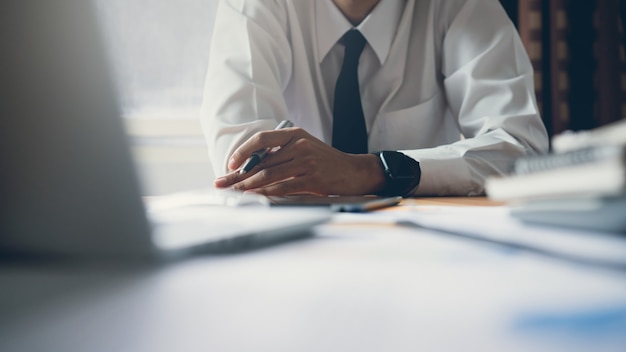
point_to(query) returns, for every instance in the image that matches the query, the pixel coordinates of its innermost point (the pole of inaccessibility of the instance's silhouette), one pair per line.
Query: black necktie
(349, 132)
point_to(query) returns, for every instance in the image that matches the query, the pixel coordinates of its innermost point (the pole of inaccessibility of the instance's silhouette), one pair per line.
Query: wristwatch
(402, 173)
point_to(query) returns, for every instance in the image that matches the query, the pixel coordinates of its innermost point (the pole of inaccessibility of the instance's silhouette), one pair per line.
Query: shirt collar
(379, 27)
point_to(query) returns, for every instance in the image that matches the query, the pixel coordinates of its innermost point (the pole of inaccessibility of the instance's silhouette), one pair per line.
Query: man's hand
(302, 164)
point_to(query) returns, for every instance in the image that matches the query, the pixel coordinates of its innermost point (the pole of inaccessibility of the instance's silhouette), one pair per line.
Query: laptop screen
(67, 181)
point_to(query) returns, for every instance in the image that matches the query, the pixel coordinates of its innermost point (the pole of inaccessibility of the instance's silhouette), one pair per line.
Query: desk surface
(353, 286)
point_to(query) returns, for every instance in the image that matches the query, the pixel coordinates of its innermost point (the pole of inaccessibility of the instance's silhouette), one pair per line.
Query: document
(496, 225)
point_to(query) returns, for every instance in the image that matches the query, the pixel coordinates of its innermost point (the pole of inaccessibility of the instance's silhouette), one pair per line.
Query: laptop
(68, 184)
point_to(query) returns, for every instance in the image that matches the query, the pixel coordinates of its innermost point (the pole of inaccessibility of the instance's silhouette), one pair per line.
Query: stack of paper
(582, 183)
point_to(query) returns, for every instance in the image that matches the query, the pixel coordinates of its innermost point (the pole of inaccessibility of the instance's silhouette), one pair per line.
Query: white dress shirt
(447, 82)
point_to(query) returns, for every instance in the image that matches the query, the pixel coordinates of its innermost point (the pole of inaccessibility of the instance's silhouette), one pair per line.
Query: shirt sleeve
(488, 82)
(249, 66)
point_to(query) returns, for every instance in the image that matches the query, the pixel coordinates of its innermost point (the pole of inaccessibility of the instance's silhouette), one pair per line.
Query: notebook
(68, 184)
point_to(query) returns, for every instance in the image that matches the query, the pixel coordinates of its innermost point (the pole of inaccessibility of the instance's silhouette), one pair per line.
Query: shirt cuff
(444, 172)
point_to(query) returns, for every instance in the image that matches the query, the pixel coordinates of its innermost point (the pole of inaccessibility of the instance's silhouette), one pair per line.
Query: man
(445, 91)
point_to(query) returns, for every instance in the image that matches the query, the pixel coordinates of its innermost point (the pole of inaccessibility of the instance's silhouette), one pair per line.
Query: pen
(259, 155)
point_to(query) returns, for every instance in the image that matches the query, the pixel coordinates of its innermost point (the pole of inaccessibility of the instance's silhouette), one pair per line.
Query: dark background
(577, 50)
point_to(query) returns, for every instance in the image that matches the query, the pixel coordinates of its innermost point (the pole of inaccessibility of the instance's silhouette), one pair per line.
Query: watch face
(397, 165)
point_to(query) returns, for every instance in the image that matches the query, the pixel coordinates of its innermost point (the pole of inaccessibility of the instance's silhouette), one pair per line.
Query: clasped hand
(302, 164)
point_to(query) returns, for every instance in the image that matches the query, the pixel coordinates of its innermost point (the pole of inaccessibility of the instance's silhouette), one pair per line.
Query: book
(590, 213)
(613, 133)
(585, 155)
(601, 178)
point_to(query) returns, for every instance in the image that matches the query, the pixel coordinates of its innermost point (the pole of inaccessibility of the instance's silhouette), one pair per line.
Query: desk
(353, 286)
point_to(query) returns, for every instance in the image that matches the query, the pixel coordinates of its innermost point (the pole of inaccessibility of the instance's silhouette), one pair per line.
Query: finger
(263, 140)
(229, 179)
(290, 186)
(269, 175)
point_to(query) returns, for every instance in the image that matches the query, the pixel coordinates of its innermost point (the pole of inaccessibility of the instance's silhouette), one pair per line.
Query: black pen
(259, 155)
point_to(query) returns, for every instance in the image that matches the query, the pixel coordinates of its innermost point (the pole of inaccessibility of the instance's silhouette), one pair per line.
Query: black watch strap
(402, 173)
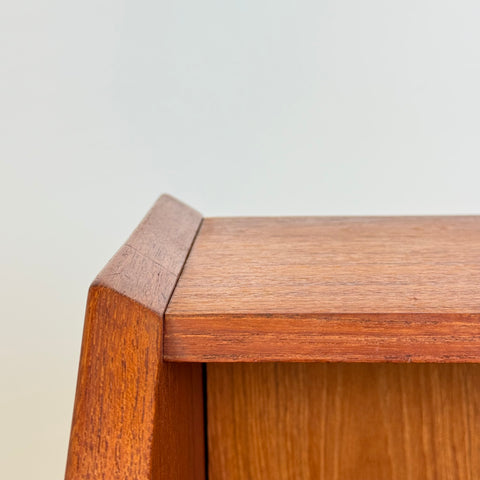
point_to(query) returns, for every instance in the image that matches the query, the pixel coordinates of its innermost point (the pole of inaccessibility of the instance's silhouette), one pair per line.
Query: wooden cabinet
(283, 348)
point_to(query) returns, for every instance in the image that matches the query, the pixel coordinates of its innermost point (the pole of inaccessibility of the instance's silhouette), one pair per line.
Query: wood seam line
(175, 286)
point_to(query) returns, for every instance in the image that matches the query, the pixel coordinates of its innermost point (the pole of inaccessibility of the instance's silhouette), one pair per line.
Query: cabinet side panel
(344, 421)
(136, 417)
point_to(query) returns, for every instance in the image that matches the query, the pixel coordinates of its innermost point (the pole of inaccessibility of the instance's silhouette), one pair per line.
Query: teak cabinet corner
(330, 348)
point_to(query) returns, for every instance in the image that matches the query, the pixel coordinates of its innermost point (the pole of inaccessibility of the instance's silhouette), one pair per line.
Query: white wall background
(247, 107)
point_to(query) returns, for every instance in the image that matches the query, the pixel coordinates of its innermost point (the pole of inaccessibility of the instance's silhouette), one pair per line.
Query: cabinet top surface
(311, 265)
(329, 289)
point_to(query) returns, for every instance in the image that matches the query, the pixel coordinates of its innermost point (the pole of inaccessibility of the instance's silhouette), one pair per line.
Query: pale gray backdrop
(237, 107)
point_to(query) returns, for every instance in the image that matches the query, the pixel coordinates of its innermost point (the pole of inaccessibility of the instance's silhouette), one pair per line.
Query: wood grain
(344, 421)
(366, 289)
(136, 417)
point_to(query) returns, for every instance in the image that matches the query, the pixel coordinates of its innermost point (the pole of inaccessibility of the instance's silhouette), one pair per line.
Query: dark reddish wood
(136, 417)
(343, 421)
(368, 289)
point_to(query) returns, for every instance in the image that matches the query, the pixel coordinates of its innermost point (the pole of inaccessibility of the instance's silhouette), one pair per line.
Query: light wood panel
(136, 417)
(344, 421)
(337, 289)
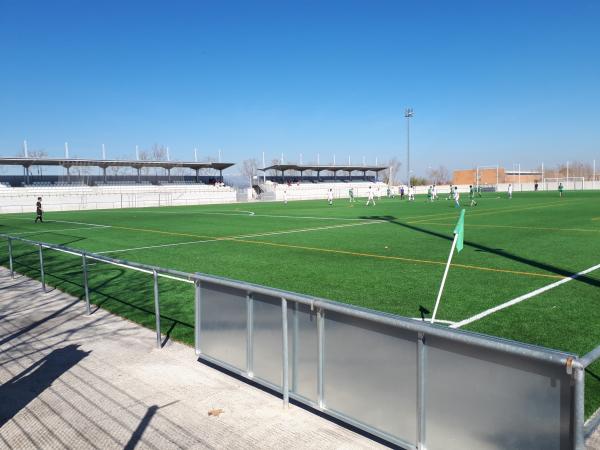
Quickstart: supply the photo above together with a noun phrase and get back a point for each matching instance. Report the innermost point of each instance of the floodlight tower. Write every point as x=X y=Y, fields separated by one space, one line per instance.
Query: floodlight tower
x=408 y=113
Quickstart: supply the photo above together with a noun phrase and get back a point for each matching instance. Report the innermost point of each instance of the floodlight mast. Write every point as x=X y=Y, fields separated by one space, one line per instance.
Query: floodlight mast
x=408 y=113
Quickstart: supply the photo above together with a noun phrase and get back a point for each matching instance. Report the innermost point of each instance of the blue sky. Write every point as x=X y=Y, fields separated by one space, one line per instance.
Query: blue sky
x=490 y=81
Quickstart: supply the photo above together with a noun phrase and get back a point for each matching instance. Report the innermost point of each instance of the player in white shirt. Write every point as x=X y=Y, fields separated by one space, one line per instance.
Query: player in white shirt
x=370 y=197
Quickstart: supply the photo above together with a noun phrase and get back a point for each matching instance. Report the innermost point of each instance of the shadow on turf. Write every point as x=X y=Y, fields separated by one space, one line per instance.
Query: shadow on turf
x=495 y=251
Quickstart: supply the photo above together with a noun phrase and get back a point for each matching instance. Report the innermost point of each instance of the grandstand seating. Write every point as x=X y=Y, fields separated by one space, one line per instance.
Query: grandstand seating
x=72 y=197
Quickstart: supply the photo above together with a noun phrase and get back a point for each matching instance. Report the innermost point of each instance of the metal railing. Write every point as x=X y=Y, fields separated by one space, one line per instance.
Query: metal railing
x=414 y=384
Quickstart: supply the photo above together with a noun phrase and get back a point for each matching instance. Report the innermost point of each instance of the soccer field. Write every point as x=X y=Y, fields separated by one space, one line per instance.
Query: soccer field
x=389 y=257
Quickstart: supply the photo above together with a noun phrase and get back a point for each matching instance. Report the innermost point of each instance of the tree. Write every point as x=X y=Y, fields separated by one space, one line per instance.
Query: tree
x=249 y=169
x=393 y=165
x=439 y=175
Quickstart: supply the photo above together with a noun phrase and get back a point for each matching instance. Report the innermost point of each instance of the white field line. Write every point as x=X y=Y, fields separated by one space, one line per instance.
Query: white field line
x=69 y=222
x=522 y=298
x=253 y=214
x=23 y=233
x=243 y=236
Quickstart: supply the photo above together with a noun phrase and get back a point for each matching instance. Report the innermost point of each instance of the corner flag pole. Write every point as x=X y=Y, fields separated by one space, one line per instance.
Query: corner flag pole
x=457 y=242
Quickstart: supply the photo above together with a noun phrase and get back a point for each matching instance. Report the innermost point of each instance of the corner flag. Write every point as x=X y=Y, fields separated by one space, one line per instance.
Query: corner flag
x=458 y=243
x=459 y=230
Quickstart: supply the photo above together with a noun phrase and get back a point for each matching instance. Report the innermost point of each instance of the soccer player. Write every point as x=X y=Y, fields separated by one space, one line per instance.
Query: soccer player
x=456 y=197
x=370 y=197
x=472 y=196
x=39 y=212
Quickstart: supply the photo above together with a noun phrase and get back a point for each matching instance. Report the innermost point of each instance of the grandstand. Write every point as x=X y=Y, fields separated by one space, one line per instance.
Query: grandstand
x=139 y=166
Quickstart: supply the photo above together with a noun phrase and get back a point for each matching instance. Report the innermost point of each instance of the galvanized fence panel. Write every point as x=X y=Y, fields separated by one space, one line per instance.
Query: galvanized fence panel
x=223 y=326
x=414 y=384
x=497 y=400
x=371 y=374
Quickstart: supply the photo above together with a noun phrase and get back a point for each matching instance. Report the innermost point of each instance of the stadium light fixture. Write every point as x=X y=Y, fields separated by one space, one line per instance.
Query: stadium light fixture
x=408 y=113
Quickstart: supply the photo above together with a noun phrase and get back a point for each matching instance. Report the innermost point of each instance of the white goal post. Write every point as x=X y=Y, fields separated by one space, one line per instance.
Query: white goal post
x=569 y=183
x=480 y=169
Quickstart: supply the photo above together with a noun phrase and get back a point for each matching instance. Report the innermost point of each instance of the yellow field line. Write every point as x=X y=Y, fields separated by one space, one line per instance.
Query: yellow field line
x=498 y=211
x=343 y=252
x=397 y=258
x=515 y=227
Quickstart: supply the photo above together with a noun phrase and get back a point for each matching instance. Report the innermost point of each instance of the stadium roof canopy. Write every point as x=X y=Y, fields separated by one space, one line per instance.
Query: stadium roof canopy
x=103 y=163
x=319 y=168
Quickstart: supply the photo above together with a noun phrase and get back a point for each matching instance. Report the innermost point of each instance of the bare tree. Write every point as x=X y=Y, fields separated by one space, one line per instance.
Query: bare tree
x=393 y=166
x=439 y=175
x=249 y=169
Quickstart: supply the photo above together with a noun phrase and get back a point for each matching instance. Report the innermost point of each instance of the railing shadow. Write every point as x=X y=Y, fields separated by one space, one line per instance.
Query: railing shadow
x=18 y=392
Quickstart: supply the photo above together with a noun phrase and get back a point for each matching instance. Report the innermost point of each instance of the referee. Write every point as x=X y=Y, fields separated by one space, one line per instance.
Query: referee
x=38 y=211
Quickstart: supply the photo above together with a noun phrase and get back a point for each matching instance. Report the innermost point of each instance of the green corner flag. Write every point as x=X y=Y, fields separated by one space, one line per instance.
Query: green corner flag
x=459 y=230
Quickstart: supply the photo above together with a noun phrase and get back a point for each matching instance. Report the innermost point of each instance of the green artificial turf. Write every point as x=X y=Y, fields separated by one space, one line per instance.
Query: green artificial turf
x=389 y=257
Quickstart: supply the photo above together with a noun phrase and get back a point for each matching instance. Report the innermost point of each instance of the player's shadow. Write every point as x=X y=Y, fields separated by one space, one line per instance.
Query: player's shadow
x=499 y=252
x=24 y=387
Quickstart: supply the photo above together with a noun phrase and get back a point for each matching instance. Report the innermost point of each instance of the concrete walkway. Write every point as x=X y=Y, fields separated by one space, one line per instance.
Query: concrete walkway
x=71 y=381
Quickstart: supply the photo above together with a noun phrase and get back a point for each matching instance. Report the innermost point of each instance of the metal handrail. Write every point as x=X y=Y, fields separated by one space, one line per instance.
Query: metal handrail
x=481 y=340
x=574 y=365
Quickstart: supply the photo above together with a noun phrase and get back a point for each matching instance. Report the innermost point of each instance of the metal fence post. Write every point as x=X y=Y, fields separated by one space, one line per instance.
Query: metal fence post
x=421 y=391
x=295 y=343
x=42 y=268
x=578 y=407
x=249 y=335
x=86 y=288
x=285 y=381
x=197 y=328
x=321 y=358
x=157 y=309
x=10 y=262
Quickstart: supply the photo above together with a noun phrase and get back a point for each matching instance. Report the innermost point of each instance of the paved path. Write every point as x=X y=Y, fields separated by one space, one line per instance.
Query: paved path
x=71 y=381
+===+
= To do =
Reproduce verbatim the lines of the items from the line containing "the green artificial" through the line containing "x=574 y=365", including both of those lines.

= Result of this exercise =
Quickstart: supply the photo above together with a noun phrase and get back a point for each matching instance. Report the innermost point of each instance of the green artificial turf. Write every point as x=X y=Y, fields separated by one space, one line per instance.
Query: green artificial turf
x=389 y=257
Quickstart: supply the photo above together with a noun phrase and get back a point for each matching instance. Report the innermost point of each instance of the player's shadow. Write every point as x=X y=Y, fields separated by one space, one line per instance.
Query: player's shadow
x=499 y=252
x=24 y=387
Quickstart: supply the photo above together with a noun phrase and get back a point for each matching instance. Report the innermost point of each instance of the concrete walkway. Write every point as x=X y=Y, fields separated by one space, one line per instance.
Query: concrete walkway
x=71 y=381
Quickstart: supply the photo above together with a noun phrase and get back a point for each matching instance. Report the innermost point of each instance of the metal handrail. Write every point as x=X y=Y, fields separated by one space, one line per instance.
Query: metal handrail
x=481 y=340
x=574 y=365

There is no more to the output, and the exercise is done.